Task brief: All lines below containing "rocky" are to be listed.

____

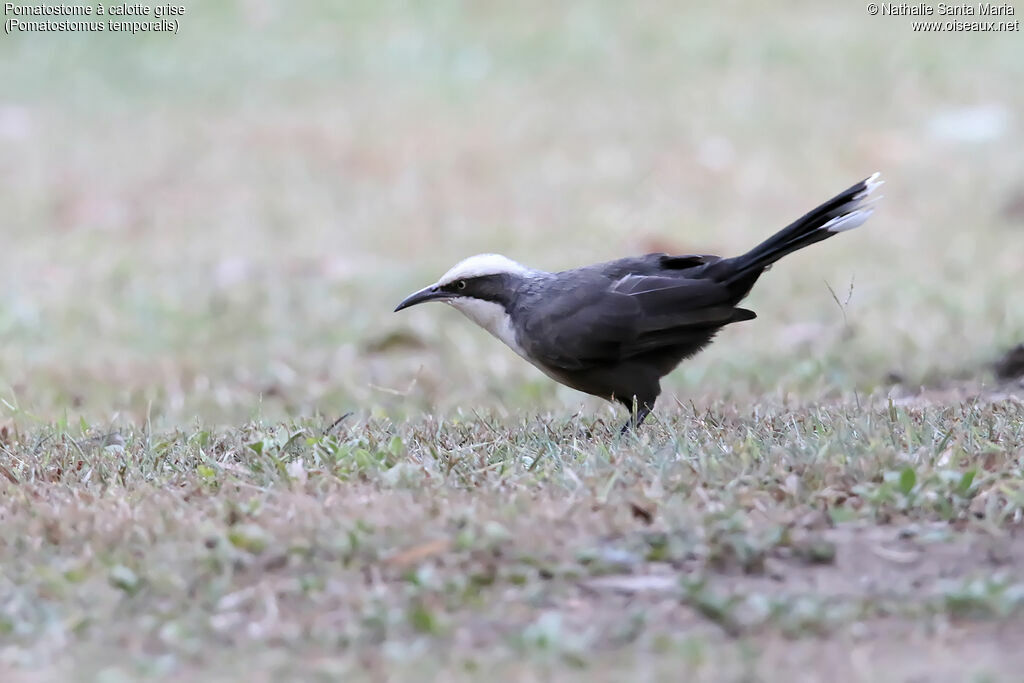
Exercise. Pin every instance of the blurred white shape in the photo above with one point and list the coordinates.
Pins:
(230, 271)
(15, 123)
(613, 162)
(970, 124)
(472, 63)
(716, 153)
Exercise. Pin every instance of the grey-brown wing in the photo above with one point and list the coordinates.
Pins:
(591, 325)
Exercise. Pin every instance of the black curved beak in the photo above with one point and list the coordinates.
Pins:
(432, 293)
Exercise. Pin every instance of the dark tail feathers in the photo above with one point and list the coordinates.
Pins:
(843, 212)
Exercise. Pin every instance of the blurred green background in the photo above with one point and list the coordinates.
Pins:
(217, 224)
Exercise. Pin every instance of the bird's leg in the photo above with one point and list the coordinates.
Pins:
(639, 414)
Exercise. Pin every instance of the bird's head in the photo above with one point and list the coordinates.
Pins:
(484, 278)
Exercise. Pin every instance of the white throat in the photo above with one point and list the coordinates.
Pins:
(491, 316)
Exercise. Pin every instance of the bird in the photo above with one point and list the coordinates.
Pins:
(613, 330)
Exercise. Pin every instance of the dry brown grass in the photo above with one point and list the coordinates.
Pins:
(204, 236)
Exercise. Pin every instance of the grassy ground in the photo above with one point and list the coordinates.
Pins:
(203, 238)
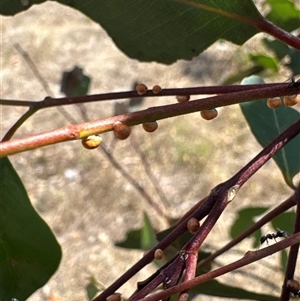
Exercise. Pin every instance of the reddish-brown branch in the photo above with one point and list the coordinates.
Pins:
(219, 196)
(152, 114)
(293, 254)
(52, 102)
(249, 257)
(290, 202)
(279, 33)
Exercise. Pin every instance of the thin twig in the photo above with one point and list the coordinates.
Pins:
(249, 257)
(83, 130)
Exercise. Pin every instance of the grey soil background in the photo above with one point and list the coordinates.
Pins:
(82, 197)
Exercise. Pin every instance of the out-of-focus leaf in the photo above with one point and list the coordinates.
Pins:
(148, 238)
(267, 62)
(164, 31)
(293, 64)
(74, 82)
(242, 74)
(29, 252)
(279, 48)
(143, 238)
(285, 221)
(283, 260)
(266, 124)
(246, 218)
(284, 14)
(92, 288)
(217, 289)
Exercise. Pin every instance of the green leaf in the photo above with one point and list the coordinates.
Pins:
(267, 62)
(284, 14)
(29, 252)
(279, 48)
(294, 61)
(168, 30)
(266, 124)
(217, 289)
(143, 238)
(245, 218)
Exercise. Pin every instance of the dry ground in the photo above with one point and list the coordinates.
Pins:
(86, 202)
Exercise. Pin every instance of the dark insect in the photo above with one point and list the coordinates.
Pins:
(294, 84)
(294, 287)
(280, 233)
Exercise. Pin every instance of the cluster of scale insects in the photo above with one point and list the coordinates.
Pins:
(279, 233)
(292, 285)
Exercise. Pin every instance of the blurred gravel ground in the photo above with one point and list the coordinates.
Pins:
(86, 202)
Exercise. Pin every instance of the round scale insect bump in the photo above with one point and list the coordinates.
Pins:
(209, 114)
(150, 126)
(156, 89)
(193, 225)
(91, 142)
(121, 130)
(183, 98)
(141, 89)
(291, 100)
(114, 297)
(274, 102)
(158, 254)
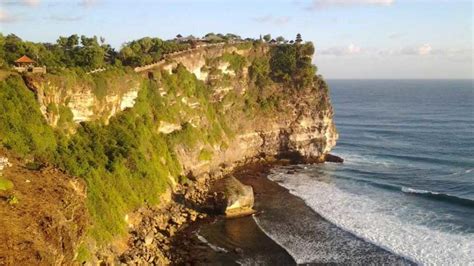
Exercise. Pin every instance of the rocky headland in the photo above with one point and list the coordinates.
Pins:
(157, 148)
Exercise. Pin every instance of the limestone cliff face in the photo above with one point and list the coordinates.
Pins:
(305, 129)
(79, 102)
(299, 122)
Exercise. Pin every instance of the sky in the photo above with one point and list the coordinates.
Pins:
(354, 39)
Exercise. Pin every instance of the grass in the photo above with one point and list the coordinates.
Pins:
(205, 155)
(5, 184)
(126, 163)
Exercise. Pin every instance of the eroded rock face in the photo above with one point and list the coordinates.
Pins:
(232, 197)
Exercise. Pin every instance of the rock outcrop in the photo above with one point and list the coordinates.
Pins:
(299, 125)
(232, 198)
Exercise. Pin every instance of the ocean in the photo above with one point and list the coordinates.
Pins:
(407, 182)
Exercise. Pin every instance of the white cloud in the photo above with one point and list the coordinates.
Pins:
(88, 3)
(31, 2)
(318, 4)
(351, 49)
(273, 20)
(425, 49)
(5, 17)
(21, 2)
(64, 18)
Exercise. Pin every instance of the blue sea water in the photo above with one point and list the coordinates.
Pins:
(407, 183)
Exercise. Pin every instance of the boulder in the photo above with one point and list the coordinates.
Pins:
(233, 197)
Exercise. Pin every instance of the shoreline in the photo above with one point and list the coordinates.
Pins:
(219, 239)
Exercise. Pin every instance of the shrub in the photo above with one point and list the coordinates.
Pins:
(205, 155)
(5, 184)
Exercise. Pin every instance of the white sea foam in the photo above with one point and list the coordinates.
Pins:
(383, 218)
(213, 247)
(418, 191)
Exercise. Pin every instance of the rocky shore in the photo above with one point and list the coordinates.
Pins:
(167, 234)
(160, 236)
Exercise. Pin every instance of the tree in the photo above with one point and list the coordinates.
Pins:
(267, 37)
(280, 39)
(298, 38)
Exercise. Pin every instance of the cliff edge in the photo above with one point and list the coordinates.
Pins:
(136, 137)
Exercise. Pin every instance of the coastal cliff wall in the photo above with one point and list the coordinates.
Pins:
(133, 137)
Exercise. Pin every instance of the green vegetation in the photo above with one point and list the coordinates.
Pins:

____

Response to this task:
Exercise. Pin every instance of the rocky headland in the photo above with one point and list the coordinates.
Exercise. Pin every instance of the rocky shore in the photo above with one point and list the coordinates.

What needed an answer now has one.